▶ Problem details
Output the data verbatim, starting with the line that contains "of the white" and going on through the line that contains "[(492, 952)]".

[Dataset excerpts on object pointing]
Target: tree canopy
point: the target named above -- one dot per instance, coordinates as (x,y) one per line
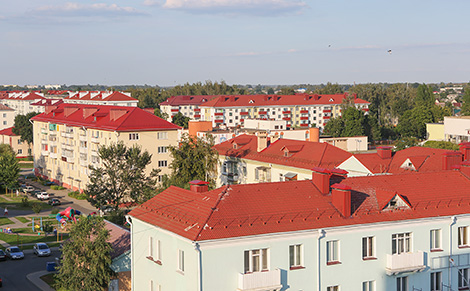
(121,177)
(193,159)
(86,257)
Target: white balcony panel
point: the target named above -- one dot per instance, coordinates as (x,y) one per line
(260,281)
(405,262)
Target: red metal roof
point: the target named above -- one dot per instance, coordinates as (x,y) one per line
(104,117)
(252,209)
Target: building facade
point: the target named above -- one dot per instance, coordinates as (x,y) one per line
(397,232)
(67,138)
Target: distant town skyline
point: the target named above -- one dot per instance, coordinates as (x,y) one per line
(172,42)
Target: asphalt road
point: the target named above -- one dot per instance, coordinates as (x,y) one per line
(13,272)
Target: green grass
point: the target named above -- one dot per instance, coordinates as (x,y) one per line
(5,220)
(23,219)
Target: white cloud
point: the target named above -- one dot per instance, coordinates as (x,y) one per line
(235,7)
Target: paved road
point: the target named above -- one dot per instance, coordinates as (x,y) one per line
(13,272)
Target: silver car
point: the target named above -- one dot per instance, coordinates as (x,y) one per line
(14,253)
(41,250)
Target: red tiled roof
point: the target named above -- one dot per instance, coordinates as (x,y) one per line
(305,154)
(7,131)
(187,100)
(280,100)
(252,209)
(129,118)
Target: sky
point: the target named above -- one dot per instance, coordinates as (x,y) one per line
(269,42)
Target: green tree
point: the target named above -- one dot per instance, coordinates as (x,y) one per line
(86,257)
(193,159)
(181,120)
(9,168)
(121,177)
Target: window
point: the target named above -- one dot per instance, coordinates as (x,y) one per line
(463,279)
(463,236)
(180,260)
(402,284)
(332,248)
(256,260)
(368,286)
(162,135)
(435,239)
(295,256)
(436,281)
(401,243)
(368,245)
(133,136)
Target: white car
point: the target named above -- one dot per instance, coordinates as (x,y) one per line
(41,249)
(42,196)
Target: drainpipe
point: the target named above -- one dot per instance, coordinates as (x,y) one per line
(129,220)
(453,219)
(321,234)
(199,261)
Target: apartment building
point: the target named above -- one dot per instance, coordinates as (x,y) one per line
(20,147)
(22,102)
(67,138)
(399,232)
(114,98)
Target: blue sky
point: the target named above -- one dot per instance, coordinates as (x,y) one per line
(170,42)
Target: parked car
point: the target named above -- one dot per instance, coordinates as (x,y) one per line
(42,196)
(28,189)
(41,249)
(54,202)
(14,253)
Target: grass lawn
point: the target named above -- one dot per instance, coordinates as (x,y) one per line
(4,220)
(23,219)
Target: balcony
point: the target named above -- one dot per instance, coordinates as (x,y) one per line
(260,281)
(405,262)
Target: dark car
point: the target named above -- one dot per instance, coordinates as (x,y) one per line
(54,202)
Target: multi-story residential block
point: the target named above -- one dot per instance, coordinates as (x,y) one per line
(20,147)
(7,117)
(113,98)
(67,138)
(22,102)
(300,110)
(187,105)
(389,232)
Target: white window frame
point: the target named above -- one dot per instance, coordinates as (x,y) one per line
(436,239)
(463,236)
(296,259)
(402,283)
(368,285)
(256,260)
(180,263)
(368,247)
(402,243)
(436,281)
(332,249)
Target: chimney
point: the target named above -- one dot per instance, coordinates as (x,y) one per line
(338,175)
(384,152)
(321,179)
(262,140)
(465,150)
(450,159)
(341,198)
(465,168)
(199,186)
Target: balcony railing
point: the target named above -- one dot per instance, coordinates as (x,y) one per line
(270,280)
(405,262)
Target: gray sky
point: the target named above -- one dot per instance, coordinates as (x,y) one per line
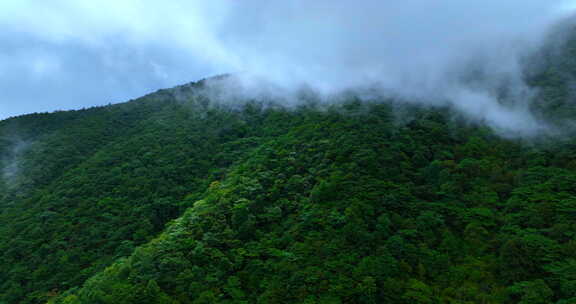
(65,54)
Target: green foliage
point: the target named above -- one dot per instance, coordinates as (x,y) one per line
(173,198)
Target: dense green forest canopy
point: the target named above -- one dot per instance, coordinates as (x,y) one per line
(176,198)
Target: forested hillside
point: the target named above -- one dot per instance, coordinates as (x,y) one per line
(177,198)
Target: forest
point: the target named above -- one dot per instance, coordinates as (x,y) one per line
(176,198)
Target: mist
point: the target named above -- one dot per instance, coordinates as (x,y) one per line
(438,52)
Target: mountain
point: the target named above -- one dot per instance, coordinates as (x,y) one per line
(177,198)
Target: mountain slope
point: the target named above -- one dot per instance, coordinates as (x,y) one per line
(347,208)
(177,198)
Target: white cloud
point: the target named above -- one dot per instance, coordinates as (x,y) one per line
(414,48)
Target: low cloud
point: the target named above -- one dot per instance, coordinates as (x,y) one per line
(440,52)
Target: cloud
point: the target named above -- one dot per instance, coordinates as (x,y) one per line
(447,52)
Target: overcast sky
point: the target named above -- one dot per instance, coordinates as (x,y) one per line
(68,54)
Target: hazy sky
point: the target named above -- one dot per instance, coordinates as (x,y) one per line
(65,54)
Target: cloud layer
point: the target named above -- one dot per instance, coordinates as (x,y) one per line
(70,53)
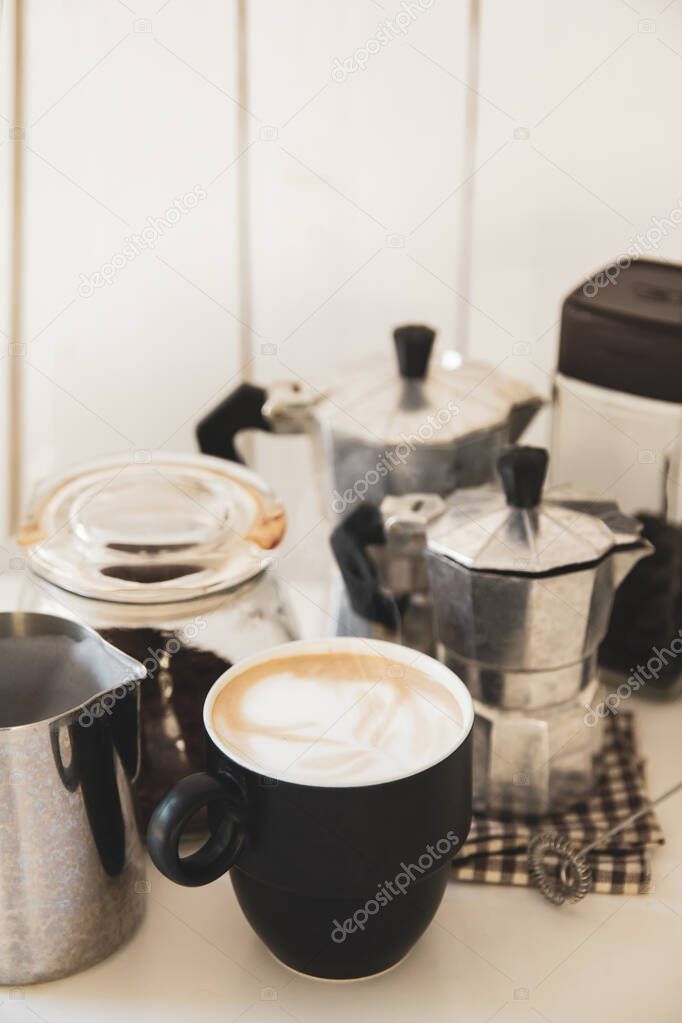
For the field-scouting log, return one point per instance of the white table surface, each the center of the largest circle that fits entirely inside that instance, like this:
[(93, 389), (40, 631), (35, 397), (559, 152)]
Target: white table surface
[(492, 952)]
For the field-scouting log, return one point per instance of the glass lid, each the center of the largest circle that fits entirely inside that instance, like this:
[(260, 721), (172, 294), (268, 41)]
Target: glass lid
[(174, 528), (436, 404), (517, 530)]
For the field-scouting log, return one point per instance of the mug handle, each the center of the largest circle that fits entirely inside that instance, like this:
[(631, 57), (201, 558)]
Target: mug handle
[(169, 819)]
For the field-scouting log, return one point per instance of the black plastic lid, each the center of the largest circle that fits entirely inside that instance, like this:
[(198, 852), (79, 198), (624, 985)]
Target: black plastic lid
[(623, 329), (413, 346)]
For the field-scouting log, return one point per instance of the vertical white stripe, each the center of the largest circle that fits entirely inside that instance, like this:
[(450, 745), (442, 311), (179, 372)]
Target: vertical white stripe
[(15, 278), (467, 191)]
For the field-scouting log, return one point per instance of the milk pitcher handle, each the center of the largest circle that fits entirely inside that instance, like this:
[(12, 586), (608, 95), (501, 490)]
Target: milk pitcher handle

▶ Solution to this problem
For the field-scouting log, return one point per instance of the white table surface, each the center of the largest circle that fits entirely inside that instance, like this:
[(93, 389), (40, 631), (35, 397), (559, 152)]
Target: white table surface
[(492, 952)]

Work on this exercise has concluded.